◆ Given passage:

- - -

Politics

Occupied!

After two months of intense protests, students at universities in Berlin and across the country are determined to continue the fight until their demands are met. At stake? The future of German higher education. We met the rebels.

One of Berlin's universities during the 2009-2010 student protests.
Photo by Sebastian Lang

After two months of intense protests, students at universities in Berlin and across the country are determined to continue the fight until their demands are met. At stake? The future of German higher education. We met the rebels.

It’s mid-December at the Free University of Berlin, in the sleepy southwestern district of Dahlem, and all is not well: a few things are out of place. In the middle of the main building, an endless labyrinth in silver and brown that mixes decaying bureaucratic chic with 1950s UFO, handwritten posters cover the walls and sleeping bags are packed away in corners. Even a few tents have been pitched here and there. A red, hand-painted banner announces: Besetzt (“Occupied”).

Last month, dozens of universities across Germany looked like this. It all started in Austria: in late October, 2,000 students at the University of Vienna staged a ‘sit in’ at their largest auditorium (“Audimax”) to protest against overcrowding and understaffing. The idea quickly spread across the Alps, and by early November the wave of ‘occupations’ had reached Germany: a protest in the University of Potsdam’s Audimax, housed in a picturesque imperial palace, was one of the first. Within a few weeks, at least 72 university auditoriums had been taken over – a special Google Map was even made to show all the locations.

No one expected this. Katja Klebig, a political science student at the University of Potsdam whose dreadlocks hint at her history of educational activism, says she was skeptical that “a critical mass of students would want to stay in a lecture hall”. But after four hours of discussion at a University of Potsdam students’ assembly, the hundreds of participants didn’t want to leave. So they ordered pizza, got some sleeping bags and stayed the night. A month later, they were still there.

What’s going on?

Audimax across the country closed to lectures. Instead, students maintained them as “open spaces”: sometimes for hanging out and playing guitar, sometimes for intense bouts of consensus decision-making. These plenary sessions were subdivided into dozens of working groups (“Arbeitsgruppen” or “AGs”) to deal with specific topics like culture, protest action and theory.

- - -

◆ Extracted data:
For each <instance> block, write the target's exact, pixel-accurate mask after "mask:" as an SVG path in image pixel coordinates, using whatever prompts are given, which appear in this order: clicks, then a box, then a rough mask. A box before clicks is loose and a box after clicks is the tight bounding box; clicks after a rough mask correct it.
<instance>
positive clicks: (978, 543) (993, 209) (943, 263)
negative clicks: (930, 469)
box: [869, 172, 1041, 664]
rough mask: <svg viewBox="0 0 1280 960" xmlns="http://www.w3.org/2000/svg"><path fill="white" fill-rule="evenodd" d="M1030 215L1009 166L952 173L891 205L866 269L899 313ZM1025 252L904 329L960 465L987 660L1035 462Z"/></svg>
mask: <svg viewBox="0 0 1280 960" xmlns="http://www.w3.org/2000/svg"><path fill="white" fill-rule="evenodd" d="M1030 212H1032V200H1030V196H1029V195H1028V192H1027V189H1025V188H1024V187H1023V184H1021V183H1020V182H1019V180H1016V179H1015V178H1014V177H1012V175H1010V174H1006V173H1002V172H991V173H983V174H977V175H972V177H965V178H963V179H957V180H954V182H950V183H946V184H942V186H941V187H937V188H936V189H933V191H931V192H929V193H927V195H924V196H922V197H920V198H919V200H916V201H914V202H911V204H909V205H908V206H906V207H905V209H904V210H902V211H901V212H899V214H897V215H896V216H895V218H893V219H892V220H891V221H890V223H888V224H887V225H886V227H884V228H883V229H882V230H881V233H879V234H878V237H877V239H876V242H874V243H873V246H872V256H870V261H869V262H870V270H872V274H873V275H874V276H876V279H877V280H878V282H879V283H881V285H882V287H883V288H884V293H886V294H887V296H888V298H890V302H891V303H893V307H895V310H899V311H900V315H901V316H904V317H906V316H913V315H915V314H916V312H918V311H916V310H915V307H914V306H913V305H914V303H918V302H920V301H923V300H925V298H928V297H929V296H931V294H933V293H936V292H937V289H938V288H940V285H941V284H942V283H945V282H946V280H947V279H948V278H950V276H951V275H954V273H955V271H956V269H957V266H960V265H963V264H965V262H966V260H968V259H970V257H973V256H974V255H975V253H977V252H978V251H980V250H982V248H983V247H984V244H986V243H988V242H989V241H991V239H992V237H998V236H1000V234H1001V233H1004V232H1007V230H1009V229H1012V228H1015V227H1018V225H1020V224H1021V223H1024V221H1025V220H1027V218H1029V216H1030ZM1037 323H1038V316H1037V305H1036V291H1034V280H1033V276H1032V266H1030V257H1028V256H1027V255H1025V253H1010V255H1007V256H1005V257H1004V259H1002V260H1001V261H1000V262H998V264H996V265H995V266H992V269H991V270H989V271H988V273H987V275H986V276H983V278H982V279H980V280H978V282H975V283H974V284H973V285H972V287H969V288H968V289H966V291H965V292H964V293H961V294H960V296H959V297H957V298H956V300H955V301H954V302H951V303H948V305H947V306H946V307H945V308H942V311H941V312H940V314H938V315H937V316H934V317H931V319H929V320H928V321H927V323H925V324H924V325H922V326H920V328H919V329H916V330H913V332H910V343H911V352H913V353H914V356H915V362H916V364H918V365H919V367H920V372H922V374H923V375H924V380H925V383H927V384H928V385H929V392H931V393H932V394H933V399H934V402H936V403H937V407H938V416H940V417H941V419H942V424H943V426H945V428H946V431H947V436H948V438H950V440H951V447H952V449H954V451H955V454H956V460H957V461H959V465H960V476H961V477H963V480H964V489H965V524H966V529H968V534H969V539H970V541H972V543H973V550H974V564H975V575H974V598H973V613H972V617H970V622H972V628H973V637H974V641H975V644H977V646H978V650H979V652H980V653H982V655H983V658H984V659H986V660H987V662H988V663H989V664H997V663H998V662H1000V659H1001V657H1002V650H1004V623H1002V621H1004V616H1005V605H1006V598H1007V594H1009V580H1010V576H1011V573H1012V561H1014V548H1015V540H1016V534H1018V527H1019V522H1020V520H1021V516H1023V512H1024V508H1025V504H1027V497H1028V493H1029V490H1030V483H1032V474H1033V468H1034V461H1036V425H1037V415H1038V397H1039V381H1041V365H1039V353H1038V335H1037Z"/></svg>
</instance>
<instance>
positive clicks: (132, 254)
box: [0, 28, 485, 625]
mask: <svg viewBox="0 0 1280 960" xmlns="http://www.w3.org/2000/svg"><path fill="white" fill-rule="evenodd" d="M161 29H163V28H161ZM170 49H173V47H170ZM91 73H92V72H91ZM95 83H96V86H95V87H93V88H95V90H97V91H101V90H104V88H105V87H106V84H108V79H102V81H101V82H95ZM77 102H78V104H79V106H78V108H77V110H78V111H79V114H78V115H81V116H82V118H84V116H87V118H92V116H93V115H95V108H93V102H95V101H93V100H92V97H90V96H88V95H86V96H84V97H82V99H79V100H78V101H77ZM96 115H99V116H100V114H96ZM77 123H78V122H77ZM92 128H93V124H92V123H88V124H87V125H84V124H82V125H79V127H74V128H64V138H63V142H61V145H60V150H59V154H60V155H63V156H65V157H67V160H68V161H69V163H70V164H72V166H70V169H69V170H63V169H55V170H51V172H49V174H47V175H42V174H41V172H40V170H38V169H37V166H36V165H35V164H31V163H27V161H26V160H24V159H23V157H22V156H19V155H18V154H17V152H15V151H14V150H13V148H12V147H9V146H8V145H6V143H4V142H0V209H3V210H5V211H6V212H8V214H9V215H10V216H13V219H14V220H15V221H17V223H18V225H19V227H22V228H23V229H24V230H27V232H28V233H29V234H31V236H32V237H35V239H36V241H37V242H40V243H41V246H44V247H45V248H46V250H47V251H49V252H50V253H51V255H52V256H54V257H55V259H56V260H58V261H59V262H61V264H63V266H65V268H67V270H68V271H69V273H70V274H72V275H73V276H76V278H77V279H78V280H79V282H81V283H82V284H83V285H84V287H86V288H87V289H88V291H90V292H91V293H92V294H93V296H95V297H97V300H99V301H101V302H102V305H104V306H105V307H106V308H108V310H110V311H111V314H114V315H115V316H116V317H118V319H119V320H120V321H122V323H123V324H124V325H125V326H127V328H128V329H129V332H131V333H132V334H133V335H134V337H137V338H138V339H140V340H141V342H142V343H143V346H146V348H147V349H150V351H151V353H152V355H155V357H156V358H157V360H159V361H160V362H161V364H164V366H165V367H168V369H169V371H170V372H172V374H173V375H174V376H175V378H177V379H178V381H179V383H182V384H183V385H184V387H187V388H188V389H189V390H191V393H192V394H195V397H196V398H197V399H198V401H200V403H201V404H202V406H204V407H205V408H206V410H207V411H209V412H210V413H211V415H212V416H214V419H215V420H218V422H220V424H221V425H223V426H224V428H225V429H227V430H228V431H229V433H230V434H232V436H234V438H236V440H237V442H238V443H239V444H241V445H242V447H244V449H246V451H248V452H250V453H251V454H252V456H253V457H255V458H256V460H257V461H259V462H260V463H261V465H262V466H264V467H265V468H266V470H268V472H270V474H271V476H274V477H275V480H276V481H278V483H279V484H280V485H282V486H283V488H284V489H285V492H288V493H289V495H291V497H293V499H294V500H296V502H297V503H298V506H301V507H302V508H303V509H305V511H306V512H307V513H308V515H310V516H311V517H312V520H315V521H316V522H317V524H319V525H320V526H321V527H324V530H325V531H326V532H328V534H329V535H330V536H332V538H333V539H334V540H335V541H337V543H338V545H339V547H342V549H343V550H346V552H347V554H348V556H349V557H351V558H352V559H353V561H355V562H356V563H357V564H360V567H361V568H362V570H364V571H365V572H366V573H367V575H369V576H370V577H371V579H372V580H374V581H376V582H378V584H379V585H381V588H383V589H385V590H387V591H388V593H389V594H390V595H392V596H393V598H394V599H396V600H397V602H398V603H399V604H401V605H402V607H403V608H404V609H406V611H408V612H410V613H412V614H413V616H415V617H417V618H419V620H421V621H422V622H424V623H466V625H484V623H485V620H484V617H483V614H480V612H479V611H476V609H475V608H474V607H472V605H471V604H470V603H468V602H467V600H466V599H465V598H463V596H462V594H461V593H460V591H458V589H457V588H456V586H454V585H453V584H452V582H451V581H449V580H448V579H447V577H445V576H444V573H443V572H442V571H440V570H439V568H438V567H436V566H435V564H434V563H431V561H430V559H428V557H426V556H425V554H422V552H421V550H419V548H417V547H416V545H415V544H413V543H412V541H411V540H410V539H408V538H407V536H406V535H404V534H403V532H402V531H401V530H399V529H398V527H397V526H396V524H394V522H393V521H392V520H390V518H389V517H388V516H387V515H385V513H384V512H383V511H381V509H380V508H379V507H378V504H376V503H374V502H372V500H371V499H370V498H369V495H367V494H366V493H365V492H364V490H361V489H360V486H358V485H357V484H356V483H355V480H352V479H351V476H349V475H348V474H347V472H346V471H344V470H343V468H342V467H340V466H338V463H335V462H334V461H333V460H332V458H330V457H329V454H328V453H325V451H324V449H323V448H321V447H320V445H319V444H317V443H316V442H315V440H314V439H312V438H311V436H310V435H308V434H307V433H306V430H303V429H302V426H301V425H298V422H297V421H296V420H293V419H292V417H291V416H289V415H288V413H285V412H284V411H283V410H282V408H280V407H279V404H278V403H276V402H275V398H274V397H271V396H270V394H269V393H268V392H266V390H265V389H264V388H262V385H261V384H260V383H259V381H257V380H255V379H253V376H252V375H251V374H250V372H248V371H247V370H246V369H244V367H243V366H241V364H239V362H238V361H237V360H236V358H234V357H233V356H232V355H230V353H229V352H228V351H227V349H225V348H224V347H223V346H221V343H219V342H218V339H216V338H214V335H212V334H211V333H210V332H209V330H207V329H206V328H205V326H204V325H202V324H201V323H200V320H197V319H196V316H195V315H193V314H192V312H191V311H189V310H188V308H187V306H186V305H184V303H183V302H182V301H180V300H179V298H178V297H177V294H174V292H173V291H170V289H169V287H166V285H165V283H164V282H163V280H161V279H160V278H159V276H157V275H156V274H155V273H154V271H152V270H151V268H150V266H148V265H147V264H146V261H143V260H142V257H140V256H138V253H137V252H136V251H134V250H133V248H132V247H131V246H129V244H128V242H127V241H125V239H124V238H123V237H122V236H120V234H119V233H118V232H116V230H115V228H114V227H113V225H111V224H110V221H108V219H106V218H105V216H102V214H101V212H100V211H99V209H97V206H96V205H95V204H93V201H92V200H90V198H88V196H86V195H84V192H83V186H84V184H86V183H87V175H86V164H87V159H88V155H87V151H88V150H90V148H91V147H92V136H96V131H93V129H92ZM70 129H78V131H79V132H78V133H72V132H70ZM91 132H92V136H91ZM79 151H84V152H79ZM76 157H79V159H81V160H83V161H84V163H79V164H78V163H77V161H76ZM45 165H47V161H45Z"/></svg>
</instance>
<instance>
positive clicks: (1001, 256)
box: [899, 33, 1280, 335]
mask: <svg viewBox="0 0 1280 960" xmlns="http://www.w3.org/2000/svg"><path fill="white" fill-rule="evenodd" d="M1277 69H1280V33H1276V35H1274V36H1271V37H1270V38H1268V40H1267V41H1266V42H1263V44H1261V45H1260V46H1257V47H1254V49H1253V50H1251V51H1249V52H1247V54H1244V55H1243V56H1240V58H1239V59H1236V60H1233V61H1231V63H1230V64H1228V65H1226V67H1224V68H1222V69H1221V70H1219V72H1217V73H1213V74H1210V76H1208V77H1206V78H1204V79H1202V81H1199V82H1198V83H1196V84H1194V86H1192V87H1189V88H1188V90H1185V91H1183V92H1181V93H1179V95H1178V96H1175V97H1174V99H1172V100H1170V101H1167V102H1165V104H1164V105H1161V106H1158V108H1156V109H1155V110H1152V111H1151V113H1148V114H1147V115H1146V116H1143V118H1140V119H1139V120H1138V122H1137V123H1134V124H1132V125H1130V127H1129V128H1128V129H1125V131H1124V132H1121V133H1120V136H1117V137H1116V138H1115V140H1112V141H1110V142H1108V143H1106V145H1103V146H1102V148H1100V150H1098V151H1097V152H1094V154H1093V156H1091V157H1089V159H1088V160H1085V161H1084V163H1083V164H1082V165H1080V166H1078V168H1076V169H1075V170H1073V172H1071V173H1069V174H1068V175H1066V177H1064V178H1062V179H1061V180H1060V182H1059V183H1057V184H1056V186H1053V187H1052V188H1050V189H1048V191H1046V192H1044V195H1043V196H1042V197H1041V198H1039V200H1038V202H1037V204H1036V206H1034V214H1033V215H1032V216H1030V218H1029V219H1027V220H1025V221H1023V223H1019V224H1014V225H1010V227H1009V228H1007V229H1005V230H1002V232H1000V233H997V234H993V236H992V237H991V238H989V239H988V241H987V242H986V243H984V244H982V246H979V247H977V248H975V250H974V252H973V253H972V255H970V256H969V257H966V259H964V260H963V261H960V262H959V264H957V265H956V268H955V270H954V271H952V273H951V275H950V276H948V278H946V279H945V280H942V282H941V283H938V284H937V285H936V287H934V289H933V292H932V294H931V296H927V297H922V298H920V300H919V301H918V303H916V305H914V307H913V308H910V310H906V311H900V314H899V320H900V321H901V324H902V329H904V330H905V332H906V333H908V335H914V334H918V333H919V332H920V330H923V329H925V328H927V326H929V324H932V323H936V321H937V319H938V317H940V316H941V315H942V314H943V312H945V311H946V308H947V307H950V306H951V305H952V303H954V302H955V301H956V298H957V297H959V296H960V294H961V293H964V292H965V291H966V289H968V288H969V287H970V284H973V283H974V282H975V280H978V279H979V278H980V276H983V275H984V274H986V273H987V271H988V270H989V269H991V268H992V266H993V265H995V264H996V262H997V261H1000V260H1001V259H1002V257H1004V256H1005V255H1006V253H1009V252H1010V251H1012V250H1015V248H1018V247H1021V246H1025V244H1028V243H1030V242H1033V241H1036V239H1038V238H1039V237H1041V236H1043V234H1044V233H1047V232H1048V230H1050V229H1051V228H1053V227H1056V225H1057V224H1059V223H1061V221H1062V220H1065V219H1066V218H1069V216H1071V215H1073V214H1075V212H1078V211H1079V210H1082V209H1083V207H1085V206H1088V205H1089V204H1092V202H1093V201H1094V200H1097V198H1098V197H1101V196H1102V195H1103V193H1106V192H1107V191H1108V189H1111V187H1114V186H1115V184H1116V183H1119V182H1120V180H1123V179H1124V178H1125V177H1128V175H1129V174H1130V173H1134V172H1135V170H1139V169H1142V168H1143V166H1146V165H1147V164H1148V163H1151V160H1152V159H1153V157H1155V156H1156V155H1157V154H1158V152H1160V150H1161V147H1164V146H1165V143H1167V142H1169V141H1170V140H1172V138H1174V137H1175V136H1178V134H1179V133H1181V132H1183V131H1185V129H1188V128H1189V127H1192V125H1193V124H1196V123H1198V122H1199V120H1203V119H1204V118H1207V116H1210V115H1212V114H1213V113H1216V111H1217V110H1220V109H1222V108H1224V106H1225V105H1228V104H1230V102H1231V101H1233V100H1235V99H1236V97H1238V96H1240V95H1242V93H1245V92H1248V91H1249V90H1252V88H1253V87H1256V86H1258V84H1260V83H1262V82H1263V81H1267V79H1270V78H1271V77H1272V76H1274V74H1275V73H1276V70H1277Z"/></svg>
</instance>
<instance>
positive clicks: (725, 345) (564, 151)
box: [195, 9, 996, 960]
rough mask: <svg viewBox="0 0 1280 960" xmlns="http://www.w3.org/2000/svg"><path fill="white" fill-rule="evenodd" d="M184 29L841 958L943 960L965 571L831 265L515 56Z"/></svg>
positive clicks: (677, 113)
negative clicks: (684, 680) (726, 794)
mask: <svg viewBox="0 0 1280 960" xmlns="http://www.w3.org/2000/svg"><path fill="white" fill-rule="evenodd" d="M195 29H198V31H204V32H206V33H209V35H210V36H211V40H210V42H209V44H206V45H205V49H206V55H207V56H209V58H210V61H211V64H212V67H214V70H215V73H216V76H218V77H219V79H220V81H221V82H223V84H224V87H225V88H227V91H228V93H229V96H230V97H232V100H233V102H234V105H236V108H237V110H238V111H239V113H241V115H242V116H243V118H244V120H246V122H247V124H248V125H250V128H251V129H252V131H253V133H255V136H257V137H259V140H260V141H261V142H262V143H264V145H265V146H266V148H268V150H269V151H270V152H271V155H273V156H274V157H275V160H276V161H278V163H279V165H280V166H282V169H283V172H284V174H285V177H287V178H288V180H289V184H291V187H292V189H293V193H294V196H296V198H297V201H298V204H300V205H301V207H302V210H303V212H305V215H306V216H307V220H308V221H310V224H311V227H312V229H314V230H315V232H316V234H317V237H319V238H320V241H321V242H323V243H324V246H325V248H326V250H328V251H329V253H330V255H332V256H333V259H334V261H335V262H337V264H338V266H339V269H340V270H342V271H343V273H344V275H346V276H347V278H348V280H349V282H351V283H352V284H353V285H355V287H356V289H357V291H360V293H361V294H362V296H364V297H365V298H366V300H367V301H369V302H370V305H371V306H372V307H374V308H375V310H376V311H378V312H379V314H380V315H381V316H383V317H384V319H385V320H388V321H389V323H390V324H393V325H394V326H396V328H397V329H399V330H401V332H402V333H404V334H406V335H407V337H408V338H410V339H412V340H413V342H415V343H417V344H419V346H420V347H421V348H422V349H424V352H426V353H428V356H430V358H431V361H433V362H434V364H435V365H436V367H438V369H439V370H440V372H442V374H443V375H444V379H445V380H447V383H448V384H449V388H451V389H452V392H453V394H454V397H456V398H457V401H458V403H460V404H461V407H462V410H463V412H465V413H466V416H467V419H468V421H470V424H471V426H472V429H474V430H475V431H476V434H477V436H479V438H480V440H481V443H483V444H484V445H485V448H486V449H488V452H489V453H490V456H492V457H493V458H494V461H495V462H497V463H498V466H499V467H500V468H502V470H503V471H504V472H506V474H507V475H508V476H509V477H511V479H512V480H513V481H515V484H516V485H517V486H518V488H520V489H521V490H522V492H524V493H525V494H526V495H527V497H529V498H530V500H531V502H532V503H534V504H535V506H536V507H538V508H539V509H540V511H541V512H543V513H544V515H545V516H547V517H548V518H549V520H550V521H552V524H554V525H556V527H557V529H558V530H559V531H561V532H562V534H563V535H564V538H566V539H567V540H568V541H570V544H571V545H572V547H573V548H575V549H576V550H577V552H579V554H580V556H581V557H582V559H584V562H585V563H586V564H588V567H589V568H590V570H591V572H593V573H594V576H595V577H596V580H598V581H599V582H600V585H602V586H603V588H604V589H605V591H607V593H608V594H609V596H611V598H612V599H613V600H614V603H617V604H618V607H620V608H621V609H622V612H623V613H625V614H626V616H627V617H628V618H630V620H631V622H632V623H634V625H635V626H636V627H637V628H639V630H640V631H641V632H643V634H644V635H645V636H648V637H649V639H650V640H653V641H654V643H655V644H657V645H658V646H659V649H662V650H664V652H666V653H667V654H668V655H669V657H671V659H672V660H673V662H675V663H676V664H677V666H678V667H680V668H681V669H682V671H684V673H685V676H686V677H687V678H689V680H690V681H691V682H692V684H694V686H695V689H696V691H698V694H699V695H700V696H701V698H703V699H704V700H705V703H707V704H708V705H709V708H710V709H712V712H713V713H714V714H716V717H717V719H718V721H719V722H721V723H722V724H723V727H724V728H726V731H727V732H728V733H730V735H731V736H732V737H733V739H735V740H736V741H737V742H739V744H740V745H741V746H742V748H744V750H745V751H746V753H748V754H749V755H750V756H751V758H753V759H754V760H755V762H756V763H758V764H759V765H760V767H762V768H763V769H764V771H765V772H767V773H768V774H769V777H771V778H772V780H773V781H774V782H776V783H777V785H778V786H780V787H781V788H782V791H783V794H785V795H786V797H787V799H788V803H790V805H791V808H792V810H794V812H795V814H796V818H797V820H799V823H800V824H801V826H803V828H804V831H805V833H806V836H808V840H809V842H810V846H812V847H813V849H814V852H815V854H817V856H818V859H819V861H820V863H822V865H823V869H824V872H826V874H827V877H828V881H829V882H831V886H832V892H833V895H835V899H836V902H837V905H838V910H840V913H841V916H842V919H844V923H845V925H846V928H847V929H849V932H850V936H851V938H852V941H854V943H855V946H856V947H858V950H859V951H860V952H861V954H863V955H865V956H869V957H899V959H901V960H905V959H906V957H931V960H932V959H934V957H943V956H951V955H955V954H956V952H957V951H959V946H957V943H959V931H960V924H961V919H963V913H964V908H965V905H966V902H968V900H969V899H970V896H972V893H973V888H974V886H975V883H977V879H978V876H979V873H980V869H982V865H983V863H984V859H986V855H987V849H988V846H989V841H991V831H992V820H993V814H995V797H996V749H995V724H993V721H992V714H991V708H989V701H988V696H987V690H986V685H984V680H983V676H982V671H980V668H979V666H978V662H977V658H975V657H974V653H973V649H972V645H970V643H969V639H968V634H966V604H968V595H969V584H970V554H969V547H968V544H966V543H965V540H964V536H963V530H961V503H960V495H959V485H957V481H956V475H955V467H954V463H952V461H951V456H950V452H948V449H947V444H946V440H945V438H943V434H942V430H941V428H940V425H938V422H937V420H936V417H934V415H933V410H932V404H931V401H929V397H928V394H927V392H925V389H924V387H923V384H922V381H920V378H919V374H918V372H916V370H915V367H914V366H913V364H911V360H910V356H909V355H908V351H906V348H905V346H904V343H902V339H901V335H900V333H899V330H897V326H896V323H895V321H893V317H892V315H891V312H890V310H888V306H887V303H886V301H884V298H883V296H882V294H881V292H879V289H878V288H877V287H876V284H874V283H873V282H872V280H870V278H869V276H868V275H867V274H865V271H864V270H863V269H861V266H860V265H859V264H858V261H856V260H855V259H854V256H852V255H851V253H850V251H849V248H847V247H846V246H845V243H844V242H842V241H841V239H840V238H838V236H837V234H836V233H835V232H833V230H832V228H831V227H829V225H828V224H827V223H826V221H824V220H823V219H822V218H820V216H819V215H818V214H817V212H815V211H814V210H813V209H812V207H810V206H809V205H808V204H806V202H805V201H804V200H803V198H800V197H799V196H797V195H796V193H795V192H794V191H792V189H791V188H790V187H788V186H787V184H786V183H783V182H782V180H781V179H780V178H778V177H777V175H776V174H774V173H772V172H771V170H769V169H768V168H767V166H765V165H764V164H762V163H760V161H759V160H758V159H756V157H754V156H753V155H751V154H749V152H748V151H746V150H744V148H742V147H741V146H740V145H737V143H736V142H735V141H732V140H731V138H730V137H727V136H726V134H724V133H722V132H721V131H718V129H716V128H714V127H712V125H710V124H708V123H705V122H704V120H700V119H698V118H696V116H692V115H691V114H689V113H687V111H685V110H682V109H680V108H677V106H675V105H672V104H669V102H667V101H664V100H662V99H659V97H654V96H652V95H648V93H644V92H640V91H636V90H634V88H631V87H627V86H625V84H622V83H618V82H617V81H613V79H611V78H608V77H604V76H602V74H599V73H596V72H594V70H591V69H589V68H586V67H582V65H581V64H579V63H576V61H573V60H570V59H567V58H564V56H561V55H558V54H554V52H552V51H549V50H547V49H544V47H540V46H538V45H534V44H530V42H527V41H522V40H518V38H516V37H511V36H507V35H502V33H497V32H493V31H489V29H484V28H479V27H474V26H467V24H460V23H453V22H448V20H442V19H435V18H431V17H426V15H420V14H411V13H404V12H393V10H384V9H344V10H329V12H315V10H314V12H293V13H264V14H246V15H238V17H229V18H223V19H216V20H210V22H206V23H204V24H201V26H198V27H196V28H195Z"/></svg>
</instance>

- - -

◆ Problems to work on:
(a) In the article about the German student protests, how many university auditoriums had been taken over within a few weeks?
(b) Write the next part of the article about the student occupations, picking up after its final paragraph.

◆ Answer list:
(a) At least 72.

(b)
The students’ principal demands are for smaller courses, more varied curricula, the democratization of the universities, and the elimination of attendance lists. These took days, sometimes weeks, to work out; the lists have 20, 30 or even 100 points. The Free University protesters, for example, also stipulated an end to insecure, low-wage jobs at the university.

Overall, the demands can be summed up by one slogan: “Money for education, not banks!” The German government freed up €500 billion to save the tottering banking system. So why is it that every time student groups petition for improvements to the educational system, there’s suddenly no money left? According to Tatjana G., a sociology student at Berlin’s Humboldt University, “There is money – it’s just being used to wage an unpopular war in Afghanistan, to save moribund corporations like Opel or to lower taxes for the wealthy.”

Germany’s political caste has reacted to the protests with sympathy. The Education Minister, Annette Schavan, recognized that “corrections” to the university reforms of the last few years are necessary. In mid-December, she held an emergency “education summit” with politicians from across the country – and came away with the promise of an unitemized €15 billion boost by 2015. But it’s mainly been a game of hot potato: passing the responsibility from one politician to the next, from the federal government to the states to the individual universities.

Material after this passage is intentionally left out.